* Task goal *
Extract every line of the records that contains the string "hand", and copy each such line in full. The match is case-sensitive.

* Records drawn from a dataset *

########################################

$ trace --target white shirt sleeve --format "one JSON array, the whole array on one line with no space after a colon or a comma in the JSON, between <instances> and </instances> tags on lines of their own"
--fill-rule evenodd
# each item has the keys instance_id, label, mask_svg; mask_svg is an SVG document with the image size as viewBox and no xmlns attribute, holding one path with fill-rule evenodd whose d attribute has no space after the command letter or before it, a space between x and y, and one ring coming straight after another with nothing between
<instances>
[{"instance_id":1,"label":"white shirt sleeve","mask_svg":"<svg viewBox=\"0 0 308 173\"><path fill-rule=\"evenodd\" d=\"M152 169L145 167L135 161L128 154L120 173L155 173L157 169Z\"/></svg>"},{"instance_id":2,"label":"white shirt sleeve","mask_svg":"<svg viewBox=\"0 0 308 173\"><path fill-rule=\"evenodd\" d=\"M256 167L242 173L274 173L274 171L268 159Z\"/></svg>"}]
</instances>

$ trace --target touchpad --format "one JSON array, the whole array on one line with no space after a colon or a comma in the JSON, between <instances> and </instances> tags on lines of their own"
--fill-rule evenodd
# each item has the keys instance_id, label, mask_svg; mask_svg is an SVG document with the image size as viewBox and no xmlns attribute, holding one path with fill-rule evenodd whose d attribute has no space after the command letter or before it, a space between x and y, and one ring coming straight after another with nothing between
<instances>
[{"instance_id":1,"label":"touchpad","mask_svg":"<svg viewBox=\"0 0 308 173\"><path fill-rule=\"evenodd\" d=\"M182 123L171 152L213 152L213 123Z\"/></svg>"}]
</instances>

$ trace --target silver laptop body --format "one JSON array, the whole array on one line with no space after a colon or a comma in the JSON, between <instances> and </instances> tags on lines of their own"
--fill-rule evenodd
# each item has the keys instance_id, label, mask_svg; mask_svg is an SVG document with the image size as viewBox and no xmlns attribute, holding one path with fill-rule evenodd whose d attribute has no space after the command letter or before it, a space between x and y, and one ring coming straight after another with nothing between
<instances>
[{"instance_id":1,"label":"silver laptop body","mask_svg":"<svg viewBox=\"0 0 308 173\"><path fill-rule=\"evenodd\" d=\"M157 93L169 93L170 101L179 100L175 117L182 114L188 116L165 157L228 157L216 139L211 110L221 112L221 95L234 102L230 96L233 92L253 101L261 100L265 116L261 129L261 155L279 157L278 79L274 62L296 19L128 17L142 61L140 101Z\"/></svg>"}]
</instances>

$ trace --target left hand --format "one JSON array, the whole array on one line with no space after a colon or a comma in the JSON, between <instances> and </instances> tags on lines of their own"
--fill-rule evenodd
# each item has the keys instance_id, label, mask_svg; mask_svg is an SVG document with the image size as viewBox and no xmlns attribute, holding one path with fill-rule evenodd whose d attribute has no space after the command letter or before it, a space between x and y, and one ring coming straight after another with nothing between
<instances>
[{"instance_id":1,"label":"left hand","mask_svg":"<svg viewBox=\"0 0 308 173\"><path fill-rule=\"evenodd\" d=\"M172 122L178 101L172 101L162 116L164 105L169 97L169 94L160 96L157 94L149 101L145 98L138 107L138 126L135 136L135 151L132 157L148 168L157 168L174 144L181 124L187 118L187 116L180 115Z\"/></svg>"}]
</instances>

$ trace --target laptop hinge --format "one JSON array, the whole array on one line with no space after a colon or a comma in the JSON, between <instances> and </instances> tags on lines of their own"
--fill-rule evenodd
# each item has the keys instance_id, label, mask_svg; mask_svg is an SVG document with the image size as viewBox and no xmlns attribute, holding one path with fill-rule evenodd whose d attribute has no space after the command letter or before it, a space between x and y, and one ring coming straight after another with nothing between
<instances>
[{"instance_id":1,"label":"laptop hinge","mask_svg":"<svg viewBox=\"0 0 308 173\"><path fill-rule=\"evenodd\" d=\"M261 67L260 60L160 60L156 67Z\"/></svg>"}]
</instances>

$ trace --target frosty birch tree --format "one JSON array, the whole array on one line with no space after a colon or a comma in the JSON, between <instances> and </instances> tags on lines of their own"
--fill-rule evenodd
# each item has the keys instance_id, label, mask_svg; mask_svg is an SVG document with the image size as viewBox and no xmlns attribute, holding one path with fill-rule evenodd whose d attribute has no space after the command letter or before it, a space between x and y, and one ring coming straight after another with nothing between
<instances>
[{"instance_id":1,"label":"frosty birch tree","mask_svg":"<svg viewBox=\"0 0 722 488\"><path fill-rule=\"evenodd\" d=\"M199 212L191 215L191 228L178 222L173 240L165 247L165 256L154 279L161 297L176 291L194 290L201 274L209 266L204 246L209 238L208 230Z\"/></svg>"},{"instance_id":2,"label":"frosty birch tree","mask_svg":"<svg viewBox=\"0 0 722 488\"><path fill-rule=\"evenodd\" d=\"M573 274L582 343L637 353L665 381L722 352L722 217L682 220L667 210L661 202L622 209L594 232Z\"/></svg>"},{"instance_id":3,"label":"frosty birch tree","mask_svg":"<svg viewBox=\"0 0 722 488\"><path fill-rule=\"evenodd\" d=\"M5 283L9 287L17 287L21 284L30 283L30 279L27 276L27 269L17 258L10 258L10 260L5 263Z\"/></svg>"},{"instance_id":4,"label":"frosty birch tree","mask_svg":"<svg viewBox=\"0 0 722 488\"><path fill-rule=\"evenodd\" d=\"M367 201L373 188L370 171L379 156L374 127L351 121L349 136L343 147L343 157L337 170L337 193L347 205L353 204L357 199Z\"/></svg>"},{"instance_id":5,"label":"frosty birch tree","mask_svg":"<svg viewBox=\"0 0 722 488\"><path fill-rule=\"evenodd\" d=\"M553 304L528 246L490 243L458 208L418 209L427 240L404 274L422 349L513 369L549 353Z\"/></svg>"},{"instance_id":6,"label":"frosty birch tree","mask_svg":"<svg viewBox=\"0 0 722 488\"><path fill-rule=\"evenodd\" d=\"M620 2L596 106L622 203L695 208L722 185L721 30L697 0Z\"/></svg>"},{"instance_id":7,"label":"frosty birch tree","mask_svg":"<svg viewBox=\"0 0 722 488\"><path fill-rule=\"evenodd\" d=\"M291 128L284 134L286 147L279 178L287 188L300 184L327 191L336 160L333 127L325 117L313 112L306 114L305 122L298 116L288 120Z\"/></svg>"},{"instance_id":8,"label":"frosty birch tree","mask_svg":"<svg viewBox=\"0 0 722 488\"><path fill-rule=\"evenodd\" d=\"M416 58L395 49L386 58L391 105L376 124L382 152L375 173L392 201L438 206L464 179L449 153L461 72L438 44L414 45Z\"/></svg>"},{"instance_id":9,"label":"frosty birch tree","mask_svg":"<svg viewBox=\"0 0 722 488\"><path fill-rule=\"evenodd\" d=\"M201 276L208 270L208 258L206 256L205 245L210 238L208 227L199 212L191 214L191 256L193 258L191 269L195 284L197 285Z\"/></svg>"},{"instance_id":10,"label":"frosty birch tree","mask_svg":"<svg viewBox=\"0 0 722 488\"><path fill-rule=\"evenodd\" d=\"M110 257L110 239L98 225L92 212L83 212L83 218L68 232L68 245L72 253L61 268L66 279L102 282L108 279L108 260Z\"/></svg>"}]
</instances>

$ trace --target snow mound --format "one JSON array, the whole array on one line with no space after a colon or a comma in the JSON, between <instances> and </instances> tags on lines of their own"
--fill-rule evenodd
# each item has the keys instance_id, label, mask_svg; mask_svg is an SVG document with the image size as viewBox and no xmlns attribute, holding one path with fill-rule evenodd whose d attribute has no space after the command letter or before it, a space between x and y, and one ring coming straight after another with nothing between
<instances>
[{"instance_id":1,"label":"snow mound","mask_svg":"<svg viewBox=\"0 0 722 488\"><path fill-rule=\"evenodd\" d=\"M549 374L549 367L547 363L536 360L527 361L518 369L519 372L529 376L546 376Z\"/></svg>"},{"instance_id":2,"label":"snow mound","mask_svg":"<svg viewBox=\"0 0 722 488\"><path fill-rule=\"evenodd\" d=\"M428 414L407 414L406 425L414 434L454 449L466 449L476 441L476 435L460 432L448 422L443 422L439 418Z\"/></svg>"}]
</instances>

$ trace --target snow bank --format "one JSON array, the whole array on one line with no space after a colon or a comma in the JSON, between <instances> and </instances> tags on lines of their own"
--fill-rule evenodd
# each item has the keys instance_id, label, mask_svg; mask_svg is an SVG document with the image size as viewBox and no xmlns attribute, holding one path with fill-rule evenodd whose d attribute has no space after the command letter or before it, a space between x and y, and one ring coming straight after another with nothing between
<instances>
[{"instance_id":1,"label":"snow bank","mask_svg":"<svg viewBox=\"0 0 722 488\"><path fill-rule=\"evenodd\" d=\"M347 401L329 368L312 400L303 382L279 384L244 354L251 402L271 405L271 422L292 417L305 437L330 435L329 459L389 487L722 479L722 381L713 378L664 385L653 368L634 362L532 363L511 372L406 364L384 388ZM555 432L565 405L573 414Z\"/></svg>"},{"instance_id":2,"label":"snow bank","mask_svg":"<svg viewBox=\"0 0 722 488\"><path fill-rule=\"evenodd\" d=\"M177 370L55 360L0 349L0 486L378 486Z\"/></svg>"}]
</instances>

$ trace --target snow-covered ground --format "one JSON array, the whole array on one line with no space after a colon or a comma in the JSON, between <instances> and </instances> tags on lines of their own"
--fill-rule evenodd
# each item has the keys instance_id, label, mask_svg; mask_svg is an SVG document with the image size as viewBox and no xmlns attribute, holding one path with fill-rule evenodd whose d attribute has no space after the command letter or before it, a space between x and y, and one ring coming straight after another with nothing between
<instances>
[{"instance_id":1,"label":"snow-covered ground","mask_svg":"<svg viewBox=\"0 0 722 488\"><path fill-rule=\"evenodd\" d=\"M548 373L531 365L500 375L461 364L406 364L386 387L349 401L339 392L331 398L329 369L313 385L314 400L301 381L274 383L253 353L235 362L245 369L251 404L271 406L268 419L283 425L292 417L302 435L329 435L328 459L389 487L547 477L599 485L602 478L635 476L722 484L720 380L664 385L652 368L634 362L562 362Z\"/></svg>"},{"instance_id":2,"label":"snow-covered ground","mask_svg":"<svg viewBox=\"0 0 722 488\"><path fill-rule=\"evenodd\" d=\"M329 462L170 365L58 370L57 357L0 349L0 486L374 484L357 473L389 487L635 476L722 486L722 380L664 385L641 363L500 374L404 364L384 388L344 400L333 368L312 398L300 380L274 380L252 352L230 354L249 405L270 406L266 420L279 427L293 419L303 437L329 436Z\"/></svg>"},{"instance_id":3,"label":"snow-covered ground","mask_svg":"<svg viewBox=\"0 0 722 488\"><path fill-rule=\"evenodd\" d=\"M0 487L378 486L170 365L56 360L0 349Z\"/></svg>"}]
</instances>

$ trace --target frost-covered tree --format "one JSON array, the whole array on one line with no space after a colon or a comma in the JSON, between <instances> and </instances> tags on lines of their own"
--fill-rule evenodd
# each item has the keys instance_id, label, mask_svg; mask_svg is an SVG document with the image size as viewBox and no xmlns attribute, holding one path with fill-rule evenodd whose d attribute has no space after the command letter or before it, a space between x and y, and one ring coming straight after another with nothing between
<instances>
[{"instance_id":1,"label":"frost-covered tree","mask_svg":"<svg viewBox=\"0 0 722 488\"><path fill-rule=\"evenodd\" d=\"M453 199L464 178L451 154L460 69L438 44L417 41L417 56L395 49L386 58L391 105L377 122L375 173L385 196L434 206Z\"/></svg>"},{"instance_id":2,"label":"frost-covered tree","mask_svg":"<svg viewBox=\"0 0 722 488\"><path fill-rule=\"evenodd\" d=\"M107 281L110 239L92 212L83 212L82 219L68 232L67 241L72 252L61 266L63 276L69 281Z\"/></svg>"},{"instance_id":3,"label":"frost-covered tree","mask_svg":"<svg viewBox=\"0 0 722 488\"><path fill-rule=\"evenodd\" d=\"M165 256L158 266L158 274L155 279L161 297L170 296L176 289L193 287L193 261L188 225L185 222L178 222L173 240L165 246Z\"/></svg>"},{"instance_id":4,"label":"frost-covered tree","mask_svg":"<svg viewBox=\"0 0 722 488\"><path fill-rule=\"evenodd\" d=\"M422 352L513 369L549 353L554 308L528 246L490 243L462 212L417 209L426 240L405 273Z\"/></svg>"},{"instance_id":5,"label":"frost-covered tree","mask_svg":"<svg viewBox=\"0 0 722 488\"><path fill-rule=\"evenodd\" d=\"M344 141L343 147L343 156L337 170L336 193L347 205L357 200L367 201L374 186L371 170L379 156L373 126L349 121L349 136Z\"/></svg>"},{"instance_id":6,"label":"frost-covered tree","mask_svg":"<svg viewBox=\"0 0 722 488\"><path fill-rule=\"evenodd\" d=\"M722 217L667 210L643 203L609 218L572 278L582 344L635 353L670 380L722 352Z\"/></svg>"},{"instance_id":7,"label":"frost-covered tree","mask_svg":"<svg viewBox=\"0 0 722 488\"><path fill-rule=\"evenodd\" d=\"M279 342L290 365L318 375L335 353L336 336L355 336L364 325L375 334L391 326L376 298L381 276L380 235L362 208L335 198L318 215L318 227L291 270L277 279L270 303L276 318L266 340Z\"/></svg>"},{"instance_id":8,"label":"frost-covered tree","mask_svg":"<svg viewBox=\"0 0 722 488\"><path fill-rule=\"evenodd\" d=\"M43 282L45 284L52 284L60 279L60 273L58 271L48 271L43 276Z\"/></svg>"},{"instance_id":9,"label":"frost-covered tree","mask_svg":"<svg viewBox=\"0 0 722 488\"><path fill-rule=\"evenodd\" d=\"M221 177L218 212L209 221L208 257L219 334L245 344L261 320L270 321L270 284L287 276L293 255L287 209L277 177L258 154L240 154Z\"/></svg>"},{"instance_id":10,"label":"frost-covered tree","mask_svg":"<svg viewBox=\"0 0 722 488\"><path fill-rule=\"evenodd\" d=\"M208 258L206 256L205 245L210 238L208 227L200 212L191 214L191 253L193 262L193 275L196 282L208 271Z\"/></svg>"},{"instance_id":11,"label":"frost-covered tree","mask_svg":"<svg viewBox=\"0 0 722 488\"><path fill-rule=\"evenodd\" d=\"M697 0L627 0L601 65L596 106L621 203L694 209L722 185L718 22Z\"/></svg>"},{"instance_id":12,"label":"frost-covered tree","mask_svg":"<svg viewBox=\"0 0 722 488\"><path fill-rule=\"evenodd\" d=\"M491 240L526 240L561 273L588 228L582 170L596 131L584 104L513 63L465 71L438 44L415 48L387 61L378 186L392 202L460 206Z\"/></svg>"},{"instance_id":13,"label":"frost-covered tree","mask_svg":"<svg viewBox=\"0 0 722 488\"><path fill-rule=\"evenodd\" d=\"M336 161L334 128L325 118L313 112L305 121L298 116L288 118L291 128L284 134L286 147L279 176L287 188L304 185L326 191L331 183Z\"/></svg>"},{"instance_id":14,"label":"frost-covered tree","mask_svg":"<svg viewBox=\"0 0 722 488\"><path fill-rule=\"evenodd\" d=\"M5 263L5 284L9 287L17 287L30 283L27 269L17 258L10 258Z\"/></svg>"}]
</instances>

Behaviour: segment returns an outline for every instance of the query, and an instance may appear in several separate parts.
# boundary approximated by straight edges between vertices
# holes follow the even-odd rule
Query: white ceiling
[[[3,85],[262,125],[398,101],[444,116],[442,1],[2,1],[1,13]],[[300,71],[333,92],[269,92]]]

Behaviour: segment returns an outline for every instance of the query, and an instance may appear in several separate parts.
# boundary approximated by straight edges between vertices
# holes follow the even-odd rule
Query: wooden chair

########################################

* Solved exercise *
$ trace --target left hand --format "one JSON array, the whole array on one line with no space after a colon or a comma in the JSON, between <instances> and </instances> tags on lines of their own"
[{"instance_id":1,"label":"left hand","mask_svg":"<svg viewBox=\"0 0 308 173\"><path fill-rule=\"evenodd\" d=\"M172 122L178 101L172 101L162 116L164 105L169 97L169 94L160 96L157 94L149 101L145 98L138 107L138 126L135 136L135 151L132 157L148 168L157 168L174 144L181 124L187 118L187 116L180 115Z\"/></svg>"}]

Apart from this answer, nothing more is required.